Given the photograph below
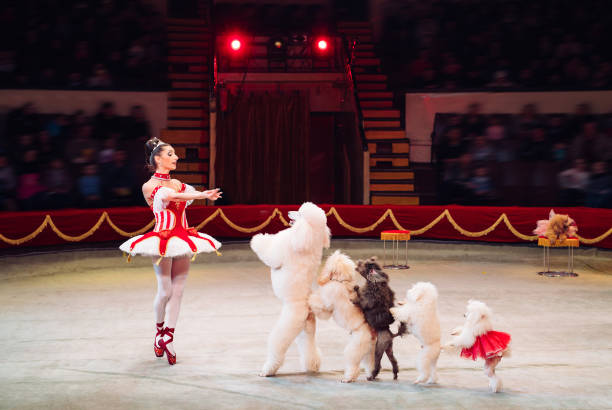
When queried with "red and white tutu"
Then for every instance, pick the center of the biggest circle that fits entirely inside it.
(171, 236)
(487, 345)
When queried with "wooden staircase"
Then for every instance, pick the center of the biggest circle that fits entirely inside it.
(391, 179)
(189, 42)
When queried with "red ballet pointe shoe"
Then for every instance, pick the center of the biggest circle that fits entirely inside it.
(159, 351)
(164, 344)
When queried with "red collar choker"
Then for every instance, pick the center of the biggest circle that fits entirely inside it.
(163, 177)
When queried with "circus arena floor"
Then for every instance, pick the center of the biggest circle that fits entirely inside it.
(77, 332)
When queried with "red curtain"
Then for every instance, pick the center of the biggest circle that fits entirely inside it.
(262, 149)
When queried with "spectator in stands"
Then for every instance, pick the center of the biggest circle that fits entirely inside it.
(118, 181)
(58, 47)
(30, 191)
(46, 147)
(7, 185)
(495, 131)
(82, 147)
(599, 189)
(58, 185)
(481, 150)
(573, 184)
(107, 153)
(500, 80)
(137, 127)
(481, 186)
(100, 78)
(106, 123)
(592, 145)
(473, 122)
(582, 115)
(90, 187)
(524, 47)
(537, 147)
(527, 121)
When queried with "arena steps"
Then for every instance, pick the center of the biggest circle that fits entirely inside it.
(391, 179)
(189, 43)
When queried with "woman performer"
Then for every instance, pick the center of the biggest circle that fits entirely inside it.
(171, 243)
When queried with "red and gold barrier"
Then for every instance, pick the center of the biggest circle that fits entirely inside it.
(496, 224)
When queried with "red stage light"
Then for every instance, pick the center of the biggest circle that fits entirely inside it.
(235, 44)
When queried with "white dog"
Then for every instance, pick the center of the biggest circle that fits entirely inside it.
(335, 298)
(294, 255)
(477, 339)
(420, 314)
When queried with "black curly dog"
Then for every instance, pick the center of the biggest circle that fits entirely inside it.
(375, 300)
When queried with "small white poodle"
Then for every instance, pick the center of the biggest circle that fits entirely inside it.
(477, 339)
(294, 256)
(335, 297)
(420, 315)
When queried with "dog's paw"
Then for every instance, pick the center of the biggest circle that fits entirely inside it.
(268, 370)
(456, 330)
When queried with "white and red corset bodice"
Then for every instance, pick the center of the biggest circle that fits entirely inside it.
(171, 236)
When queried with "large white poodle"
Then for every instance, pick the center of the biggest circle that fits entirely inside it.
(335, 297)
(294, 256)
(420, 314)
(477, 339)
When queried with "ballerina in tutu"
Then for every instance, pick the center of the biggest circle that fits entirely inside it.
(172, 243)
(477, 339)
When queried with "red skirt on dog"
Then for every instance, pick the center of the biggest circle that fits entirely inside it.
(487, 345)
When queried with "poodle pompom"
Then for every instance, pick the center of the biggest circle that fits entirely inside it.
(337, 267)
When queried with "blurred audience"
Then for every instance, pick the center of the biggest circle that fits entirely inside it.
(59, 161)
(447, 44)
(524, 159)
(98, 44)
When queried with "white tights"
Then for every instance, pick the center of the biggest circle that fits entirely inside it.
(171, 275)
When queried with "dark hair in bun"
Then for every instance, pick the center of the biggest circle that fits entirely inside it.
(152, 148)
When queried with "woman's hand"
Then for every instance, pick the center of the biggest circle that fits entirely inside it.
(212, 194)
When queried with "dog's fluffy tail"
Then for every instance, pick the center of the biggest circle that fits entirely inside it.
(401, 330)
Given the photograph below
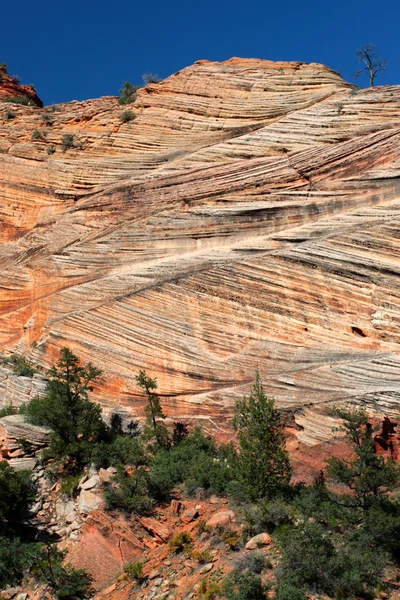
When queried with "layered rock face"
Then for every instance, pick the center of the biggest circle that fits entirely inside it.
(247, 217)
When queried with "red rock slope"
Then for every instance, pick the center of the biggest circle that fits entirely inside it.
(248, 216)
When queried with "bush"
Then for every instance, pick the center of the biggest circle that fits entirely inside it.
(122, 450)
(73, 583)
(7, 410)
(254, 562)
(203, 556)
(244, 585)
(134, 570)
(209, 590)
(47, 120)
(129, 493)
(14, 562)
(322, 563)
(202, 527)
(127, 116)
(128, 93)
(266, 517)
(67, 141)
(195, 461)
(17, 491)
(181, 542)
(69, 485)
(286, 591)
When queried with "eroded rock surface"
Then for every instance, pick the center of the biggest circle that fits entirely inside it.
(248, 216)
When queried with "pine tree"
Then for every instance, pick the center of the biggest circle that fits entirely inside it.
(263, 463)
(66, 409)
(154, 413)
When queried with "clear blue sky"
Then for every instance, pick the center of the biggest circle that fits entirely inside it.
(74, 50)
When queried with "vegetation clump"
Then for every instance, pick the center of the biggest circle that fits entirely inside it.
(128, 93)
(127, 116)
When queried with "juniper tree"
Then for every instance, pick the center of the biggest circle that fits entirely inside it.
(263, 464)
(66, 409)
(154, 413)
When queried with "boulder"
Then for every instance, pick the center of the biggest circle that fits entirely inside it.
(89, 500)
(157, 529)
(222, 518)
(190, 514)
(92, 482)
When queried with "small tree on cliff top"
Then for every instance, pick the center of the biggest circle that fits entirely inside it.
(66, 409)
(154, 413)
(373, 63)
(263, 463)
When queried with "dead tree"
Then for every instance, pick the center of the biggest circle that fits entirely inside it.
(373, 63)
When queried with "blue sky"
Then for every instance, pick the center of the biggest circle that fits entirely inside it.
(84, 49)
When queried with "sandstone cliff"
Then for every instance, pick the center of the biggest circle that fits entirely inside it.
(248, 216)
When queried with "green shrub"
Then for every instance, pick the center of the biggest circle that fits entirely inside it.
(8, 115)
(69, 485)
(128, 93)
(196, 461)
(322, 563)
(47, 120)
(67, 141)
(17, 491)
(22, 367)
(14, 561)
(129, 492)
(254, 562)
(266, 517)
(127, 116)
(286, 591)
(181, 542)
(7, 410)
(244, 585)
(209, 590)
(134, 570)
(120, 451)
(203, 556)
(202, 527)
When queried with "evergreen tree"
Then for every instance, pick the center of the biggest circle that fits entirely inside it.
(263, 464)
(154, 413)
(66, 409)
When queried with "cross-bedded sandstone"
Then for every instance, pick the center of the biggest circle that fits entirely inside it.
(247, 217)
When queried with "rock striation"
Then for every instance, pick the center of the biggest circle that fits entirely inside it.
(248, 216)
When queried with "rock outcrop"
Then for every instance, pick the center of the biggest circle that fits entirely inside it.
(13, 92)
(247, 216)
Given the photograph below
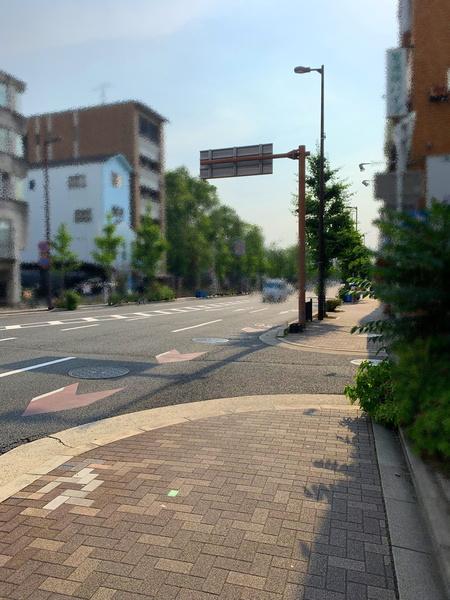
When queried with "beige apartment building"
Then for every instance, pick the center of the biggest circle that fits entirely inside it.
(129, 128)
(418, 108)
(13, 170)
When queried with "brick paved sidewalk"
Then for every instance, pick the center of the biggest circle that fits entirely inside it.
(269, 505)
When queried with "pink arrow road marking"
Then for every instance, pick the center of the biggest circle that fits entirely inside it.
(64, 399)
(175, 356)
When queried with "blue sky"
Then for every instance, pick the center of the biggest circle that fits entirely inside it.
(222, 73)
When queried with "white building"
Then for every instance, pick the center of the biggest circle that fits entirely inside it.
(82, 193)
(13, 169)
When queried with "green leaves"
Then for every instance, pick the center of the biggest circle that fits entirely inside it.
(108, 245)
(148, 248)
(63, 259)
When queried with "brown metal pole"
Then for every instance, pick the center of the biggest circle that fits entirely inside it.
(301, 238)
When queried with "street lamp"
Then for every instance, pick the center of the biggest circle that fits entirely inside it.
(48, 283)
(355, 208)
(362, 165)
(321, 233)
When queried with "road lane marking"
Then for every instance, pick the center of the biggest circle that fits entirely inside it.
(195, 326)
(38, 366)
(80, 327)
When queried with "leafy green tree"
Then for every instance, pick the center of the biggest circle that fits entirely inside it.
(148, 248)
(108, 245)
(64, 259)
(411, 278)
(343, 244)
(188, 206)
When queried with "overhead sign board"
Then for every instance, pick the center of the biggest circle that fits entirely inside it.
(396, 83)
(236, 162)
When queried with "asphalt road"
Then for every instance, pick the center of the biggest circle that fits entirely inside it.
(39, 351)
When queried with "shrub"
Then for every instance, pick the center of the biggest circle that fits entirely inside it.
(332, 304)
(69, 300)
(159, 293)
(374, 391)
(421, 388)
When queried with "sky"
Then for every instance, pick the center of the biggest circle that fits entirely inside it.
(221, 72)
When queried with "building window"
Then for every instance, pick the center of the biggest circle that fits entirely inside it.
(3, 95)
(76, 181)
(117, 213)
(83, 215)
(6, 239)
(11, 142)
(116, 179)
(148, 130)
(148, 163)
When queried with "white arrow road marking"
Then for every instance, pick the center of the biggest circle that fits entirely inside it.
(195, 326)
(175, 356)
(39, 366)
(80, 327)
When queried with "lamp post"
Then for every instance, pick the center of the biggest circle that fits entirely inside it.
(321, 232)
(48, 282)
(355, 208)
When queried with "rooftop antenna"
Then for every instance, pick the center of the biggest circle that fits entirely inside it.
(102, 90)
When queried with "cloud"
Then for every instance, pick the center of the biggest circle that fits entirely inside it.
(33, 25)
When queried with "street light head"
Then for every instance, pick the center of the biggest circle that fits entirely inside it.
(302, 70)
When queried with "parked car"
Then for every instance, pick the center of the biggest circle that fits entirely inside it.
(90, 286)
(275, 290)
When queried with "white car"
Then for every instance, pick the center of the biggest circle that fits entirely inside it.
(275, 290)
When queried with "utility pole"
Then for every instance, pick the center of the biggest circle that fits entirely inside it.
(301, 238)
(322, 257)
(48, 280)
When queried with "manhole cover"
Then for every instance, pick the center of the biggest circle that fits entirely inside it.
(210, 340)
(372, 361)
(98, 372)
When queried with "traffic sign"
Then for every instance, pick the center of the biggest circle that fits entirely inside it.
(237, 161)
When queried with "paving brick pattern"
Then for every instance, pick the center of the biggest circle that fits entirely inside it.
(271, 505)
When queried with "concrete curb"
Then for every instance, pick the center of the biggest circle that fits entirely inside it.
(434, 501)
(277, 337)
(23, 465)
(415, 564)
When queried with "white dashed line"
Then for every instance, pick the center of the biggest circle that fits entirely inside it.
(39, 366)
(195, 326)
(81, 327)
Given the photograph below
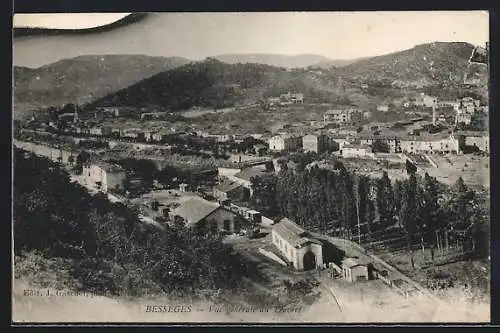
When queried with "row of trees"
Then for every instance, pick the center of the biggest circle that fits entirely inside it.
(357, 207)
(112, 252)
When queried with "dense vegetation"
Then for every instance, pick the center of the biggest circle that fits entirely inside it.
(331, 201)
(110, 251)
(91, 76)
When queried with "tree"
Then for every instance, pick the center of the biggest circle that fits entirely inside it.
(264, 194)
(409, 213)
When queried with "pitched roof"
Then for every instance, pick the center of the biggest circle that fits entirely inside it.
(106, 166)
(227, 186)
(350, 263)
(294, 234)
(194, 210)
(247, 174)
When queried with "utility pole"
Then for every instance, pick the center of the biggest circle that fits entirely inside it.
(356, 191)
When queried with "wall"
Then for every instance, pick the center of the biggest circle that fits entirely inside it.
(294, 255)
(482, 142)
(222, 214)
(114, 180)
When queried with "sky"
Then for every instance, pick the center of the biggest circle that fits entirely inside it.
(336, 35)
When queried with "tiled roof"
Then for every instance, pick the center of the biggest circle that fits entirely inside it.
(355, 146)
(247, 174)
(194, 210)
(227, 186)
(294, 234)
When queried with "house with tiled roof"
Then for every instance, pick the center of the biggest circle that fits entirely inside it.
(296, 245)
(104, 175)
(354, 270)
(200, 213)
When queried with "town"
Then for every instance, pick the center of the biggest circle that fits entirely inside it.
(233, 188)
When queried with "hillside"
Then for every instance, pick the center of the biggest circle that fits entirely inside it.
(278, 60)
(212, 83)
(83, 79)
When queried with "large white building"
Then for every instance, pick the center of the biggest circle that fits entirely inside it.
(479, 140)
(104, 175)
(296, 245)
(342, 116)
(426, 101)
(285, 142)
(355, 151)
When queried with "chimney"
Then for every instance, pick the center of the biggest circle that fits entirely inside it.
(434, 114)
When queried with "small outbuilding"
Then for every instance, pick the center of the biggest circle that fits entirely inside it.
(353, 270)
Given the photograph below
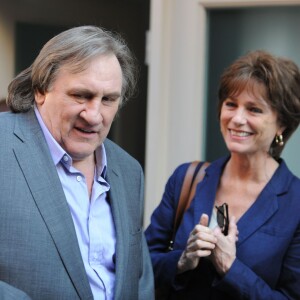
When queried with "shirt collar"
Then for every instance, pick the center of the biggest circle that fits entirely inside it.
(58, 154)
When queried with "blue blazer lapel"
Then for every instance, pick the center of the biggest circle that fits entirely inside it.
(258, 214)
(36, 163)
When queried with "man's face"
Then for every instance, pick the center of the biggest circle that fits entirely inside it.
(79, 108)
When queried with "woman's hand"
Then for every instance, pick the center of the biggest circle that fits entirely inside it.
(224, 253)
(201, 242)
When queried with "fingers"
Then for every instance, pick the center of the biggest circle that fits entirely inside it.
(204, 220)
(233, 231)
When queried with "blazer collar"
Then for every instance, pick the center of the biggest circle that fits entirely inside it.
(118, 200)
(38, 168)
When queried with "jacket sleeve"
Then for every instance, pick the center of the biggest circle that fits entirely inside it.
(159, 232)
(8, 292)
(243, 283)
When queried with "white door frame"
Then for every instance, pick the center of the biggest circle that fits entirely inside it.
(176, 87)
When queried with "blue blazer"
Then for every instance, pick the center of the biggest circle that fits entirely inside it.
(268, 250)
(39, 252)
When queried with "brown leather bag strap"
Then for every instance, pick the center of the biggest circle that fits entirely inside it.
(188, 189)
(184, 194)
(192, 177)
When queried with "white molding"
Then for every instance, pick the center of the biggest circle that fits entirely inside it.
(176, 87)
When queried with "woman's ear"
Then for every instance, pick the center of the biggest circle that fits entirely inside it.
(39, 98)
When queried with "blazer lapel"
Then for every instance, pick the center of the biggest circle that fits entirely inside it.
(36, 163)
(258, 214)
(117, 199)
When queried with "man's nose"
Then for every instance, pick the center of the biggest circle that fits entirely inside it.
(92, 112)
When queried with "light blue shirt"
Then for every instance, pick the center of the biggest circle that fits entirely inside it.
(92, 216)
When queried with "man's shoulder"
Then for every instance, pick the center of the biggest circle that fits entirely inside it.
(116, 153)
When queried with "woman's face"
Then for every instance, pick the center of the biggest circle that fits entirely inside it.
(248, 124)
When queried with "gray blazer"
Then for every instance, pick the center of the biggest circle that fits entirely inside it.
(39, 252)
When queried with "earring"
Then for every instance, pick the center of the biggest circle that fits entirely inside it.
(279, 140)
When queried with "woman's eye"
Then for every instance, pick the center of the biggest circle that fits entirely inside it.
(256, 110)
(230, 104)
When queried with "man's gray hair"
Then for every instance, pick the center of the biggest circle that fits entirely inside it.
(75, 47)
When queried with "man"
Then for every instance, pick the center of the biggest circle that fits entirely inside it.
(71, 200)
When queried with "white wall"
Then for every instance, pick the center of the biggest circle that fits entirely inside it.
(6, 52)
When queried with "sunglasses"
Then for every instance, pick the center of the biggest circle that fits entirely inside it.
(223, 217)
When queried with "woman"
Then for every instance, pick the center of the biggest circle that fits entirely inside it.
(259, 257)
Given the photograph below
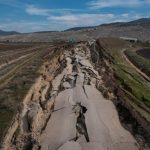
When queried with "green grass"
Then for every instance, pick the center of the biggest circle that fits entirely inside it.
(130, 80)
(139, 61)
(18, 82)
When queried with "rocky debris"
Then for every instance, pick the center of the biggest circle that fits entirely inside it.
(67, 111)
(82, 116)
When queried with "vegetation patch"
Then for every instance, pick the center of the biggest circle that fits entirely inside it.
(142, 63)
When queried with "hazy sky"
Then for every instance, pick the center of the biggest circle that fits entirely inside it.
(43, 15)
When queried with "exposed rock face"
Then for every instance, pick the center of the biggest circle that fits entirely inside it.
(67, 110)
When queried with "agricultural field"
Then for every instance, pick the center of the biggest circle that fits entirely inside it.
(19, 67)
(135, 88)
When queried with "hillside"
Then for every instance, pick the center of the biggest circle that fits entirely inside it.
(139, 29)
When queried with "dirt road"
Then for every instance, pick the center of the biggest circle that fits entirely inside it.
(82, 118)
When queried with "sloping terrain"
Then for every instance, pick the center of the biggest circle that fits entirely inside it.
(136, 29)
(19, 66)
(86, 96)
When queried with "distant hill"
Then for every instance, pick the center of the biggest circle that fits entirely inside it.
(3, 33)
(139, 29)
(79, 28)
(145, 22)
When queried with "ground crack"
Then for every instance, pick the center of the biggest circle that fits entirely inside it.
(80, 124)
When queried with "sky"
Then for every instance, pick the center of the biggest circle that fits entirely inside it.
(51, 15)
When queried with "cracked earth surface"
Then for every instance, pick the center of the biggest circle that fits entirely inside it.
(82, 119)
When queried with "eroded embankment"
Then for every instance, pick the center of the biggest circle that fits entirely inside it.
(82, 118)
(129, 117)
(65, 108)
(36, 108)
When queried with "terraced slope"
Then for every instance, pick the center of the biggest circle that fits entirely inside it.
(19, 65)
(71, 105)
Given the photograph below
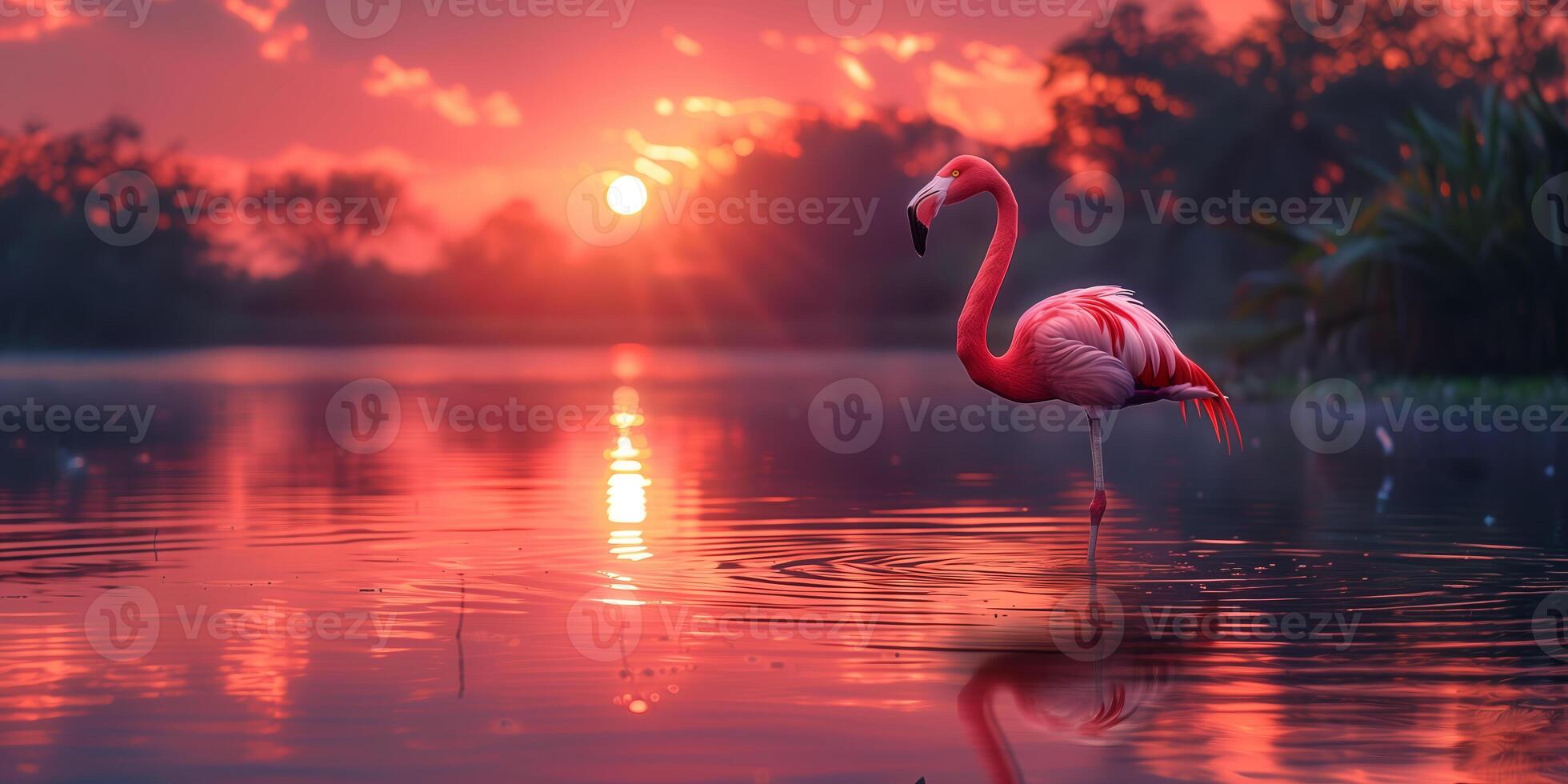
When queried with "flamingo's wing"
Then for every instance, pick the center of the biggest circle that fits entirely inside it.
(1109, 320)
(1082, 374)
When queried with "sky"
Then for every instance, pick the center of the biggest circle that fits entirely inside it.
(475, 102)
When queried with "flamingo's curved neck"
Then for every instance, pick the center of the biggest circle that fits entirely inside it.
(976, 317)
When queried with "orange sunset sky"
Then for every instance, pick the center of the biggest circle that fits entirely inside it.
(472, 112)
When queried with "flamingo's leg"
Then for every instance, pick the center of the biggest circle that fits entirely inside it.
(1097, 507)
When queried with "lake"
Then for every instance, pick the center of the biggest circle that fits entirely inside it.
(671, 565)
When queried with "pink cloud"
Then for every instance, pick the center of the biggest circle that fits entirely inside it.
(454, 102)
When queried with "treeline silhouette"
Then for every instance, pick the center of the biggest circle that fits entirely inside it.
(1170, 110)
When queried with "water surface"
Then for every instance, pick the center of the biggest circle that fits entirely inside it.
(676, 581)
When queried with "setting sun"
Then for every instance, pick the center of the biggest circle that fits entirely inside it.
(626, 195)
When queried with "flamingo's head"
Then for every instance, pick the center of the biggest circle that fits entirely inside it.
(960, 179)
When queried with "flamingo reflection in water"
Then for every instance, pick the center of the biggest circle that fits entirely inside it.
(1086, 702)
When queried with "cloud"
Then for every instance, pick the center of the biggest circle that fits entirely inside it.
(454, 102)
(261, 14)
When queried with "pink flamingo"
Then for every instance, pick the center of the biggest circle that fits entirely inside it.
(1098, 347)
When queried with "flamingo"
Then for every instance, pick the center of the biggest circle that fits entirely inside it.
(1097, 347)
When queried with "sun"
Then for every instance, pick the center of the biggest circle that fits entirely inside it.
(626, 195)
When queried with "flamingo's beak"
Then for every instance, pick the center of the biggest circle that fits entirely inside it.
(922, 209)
——
WRITTEN PROBLEM:
Which lines in the entries above contain the word "shirt"? Copy out each of those lines.

COMPLETED EXERCISE:
When queried with "shirt collar"
When queried with "light blue shirt"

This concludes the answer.